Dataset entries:
+--
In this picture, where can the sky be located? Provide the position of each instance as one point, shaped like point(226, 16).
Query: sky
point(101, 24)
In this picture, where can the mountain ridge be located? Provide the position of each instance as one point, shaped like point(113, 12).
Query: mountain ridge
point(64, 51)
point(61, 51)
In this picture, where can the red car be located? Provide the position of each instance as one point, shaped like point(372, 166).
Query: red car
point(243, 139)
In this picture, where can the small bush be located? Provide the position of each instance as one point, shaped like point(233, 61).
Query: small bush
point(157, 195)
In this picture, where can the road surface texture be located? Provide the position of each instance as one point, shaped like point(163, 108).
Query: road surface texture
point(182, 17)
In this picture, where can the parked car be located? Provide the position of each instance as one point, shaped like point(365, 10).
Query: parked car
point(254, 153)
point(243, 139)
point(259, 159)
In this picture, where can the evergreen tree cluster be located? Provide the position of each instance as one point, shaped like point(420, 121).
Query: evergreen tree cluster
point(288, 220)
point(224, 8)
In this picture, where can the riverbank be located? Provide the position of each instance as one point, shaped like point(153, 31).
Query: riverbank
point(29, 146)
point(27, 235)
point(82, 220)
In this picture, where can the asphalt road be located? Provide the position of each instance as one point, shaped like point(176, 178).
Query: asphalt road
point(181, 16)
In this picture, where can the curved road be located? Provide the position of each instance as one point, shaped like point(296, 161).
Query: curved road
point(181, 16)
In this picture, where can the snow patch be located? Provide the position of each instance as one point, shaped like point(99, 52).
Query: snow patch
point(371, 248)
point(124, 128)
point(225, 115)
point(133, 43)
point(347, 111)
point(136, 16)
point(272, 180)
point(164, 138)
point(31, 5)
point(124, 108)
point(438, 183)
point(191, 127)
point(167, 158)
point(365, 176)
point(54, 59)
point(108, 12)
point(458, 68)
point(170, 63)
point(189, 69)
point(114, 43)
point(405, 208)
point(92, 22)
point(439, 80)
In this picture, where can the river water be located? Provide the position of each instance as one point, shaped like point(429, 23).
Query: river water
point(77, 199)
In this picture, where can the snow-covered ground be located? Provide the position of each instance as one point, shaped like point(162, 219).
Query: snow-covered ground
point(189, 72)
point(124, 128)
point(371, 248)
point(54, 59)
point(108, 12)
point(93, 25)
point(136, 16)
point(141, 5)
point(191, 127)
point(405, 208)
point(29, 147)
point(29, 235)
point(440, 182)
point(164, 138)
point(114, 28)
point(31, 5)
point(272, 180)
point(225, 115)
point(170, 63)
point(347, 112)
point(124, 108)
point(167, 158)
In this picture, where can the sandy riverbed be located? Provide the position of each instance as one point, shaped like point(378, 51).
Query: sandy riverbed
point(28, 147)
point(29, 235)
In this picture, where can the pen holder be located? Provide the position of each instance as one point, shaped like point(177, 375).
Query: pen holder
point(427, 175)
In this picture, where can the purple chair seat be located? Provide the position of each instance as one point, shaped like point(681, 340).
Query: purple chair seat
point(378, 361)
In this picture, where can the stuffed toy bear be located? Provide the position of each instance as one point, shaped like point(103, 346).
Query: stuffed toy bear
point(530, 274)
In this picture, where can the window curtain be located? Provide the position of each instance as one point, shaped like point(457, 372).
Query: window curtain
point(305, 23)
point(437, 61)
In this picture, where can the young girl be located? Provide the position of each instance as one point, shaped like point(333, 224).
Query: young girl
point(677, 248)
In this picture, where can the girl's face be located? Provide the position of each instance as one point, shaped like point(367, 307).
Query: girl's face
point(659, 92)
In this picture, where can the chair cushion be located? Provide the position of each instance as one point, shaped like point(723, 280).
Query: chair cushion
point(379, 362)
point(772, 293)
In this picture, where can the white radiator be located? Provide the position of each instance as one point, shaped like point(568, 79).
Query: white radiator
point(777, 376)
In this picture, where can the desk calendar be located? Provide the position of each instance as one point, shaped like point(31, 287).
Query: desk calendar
+--
INSTRUCTIONS TO FOLLOW: Please show the lines in the entries above that hold the string "desk".

WRITTEN SOLUTION:
In this picture, where can the desk calendar be located? Provide the position of each instance as one point, shaped like point(31, 287).
Query: desk calendar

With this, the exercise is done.